Give the entries again exactly, every one of them.

- **SUPPLIED RECORDS**
◆ ◆ ◆ ◆

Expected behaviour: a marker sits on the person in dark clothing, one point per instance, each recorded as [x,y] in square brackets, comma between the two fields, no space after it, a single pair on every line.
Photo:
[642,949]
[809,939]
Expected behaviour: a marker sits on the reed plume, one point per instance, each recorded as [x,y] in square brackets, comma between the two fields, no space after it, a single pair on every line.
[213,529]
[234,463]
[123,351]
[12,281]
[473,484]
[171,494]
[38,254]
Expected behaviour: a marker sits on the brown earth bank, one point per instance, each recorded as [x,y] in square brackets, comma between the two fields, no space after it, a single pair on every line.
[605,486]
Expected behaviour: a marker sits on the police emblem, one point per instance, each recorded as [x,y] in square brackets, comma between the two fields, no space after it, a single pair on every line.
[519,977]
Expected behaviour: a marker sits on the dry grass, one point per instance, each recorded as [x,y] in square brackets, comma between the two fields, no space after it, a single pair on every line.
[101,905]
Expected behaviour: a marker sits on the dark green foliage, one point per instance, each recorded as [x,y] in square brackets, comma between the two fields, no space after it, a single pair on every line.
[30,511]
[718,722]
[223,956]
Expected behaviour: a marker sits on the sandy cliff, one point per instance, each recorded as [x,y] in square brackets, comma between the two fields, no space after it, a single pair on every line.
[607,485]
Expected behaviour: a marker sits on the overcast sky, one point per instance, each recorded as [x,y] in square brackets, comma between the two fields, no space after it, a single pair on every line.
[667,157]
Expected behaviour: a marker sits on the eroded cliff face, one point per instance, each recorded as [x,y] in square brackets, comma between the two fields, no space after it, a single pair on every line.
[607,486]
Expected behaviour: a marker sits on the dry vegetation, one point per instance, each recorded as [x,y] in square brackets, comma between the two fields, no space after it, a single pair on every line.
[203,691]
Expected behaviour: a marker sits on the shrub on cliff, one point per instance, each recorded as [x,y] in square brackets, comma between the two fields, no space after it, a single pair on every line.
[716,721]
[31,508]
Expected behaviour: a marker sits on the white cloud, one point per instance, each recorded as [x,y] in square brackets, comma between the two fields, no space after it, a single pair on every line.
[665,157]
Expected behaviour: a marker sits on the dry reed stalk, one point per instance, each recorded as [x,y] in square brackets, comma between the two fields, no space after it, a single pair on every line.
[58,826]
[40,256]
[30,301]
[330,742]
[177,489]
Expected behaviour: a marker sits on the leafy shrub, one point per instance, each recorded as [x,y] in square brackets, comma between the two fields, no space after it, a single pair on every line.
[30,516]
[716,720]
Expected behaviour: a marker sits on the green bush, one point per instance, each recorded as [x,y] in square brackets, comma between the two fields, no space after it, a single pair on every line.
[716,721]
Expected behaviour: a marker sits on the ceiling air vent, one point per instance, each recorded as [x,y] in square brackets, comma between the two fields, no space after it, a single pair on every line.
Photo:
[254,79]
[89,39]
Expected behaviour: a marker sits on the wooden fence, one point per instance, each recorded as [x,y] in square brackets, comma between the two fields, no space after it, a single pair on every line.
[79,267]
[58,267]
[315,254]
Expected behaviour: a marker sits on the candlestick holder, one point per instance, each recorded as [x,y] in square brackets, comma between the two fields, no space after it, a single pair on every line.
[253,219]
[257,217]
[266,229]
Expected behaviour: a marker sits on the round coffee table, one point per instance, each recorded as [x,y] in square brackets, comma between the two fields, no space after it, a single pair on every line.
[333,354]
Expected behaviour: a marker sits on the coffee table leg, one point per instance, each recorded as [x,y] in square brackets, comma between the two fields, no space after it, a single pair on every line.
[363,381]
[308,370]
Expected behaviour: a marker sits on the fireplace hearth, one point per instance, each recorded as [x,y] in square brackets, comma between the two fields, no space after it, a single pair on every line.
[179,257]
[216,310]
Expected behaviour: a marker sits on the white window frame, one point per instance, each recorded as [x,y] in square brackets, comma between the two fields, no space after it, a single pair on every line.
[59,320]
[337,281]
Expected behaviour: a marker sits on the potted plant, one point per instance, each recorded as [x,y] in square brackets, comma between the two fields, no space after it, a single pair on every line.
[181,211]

◆ ◆ ◆ ◆

- **WRITTEN SOLUTION**
Expected behaviour: a marker sits on the person in dark clothing, one point per instance, each recorded as [x,y] in square brackets, comma between the two fields, no space after it, a single pair on every line.
Photo:
[642,949]
[809,939]
Expected behaviour: a marker sits on the reed plume, one point per instance, each recorded as [x,y] in square brackets, comma between the two fields, no space after it, a single pair on every line.
[213,529]
[234,463]
[123,351]
[12,281]
[473,484]
[171,494]
[38,254]
Expected behaviour: a marker sits on the brown earth bank, one point per instance, each recorded as [x,y] in square brackets, comma between the two fields, no space after it, a single pair on every line.
[605,486]
Expected behaviour: a marker sits on the police emblem, one point per instance, each recorded as [x,y] in square brackets, comma between the two fields, no space after it, a single pair on every line.
[519,977]
Expected behaviour: a marker sits on the dry grass, one point per instance, each recorded as [x,y] in square brackets, comma between the two fields, no space after it, a single pair on every line.
[101,905]
Expected behaviour: a marker sits on the dark green foliage, one point per instance, each recorded as [x,y] in square brackets, comma between the two fields, no space after it, a single pair on every line.
[30,511]
[718,722]
[223,956]
Expected behaviour: a marker sits on the sandy cliff, one point per instance, each recorded as [x,y] in square brackets, comma between the two fields, no space after it, a single pair on every line.
[607,485]
Expected behaviour: a marker sits on the overcast sky, one point per instance, each recorded as [x,y] in square brackets, comma between the two fields, no space after it, a single pair on every line.
[667,157]
Expected behaviour: a marker sits on the eroded cliff face, one point per instance, each recorded as [x,y] in square brackets, comma between the two fields, no space after it, a single pair on every line.
[607,486]
Expected behaviour: a marker sits on the dry vegetation, one point per instance, each recorded as [x,y] in square brackets, comma between the two fields, no space after it, a single pair on every line.
[203,691]
Expected behaviour: a marker sits on the shrub on cliff, one point per instance, each recorded as [x,y] in square brackets, comma between the two fields, no space after it, a single pair on every line.
[716,721]
[31,508]
Expected behaviour: a marker sits on the white cloud, one point per instance, each recorded as [x,y] in square brackets, comma between the two fields, no space after it, a single pair on every line.
[665,157]
Expected behaviour: a marker sits on the dry reed stalk, one point per instance, each recorded as [x,y] in square brackets, comma between the two fields, no space after it, a single pair on every line.
[58,826]
[40,256]
[30,301]
[330,742]
[177,489]
Expected behaviour: a marker sits on the leafy shrub, one point per instance, each recorded as [x,y] in square brackets, comma between the two fields, no space after it, a single pair on every line.
[30,516]
[716,720]
Expected behaviour: a marker sits on the green bush, one point per instance, each recorded as [x,y] in square brackets, comma between the two fields, no space after it, a single pair on every line.
[716,721]
Expected behaviour: a marker sits on the ceiling air vent, one point per instance, each recorded as [x,y] in square brackets, comma between the two fields, no space after it, a single pair on every line.
Photo:
[254,79]
[89,39]
Expected behaviour: a marker sits on the wooden fence, one point per instance, each recorded as [x,y] in square brackets, comma between the two fields, no space after it, a single pair on every line.
[79,267]
[58,267]
[315,254]
Expected behaviour: a marker sits on the candlestick holder, one point per instance, each recorded as [x,y] in square brackets, comma between the two fields, no space after it, a single pair on every line.
[253,219]
[257,217]
[266,229]
Expected behaviour: a marker sits on the round coffee table, one point per instance, each recorded as [x,y] in square brackets, comma between the two fields, no space after it, a single pair on every line.
[333,354]
Expected behaviour: a marker sits on the coffee table leg, one point per instance, each recorded as [x,y] in square brackets, comma between the two fields, no space after it, a single pair on every line.
[363,381]
[308,370]
Expected behaviour: a marker sits on the fireplace hearth, one point per instance, each recorded as [x,y] in square brackets, comma between the two fields, no space after it, a single pair on every line.
[179,257]
[216,310]
Expected behaviour: a marker sits on the white window frame, one point per instance, each recorded as [x,y] in square brackets, comma between the two fields, no space after it, a single pair on every line.
[59,320]
[337,281]
Expected behaviour: a marker sits on the potted plant, one point per instance, each recorded as [x,y] in square brackets, comma between the two fields, no space after it, a single pair on every line.
[181,211]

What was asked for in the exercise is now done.